WHAT IS ASKED
Return every line in the items below that contains the word "plate". Case matters.

RECORD EXCERPTS
++++++++++++++++++++

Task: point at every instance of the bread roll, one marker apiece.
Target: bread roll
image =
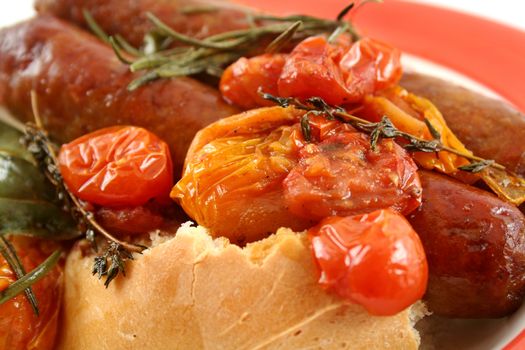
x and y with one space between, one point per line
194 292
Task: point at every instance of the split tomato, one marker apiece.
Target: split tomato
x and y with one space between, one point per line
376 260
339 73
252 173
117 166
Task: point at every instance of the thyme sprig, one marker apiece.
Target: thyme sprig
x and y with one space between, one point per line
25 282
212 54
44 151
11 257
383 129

++++++++++++++++++++

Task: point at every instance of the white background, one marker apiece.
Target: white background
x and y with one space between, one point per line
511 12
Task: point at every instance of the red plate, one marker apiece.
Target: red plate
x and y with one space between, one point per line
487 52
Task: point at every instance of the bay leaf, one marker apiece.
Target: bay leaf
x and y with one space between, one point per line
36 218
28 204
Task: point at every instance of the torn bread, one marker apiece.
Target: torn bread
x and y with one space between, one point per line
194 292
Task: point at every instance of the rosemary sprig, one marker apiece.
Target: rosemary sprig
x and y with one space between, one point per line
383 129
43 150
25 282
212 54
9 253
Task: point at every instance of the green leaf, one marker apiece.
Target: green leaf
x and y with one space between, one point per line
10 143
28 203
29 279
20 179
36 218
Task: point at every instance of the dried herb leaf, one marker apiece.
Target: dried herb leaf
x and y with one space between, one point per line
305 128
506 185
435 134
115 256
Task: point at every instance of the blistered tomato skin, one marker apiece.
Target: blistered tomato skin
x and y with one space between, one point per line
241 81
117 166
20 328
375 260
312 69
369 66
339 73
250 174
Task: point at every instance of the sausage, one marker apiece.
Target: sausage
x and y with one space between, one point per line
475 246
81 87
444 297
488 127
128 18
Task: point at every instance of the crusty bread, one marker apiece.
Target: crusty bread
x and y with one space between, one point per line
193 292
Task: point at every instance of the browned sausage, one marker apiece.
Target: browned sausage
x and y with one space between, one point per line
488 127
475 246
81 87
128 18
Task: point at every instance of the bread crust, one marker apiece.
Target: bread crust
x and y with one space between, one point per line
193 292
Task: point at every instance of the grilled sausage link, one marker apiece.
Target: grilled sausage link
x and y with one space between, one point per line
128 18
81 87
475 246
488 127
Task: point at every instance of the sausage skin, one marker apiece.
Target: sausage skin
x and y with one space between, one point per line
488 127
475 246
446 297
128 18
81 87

++++++++++++++++++++

EXPECTED OUTPUT
Task: point at every instance of the red plate, one marker apiece.
Target: red plate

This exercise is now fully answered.